GIVEN TASK:
Reproduce the rows from the line with "Phrase: moulded drawer front" to the line with "Phrase: drawer front panel", both included and Phrase lines kept, multiplying every pixel coordinate by 1.05 and rounding to the nearest whole number (halves round up). Output only those lines.
○ ○ ○ ○ ○ ○ ○
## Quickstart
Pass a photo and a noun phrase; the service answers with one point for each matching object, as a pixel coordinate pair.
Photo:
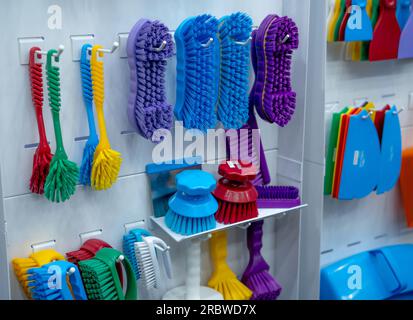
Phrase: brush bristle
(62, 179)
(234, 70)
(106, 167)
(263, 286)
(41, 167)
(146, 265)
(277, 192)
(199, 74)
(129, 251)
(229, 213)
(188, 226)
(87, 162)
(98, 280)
○ ○ ○ ○ ○ ○ ○
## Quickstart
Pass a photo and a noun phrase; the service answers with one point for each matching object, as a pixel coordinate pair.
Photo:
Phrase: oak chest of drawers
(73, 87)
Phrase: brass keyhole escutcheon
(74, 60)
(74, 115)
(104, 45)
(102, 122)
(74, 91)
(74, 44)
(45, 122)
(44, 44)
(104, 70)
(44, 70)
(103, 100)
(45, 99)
○ ○ ○ ○ ○ ○ ○
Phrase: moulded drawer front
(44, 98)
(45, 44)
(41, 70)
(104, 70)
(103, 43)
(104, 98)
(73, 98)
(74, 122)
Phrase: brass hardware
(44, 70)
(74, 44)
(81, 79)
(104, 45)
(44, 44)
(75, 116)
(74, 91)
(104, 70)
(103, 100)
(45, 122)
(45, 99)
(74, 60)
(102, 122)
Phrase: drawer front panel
○ ○ ○ ○ ○ ○ ○
ANSWER TO THE TASK:
Phrase: moulded drawer front
(46, 103)
(47, 46)
(43, 74)
(109, 74)
(108, 45)
(109, 103)
(77, 103)
(78, 128)
Phrase: brass hardware
(46, 74)
(78, 46)
(85, 83)
(109, 47)
(46, 46)
(79, 122)
(78, 96)
(109, 74)
(108, 105)
(47, 128)
(47, 104)
(78, 63)
(107, 128)
Phrase: drawer front panel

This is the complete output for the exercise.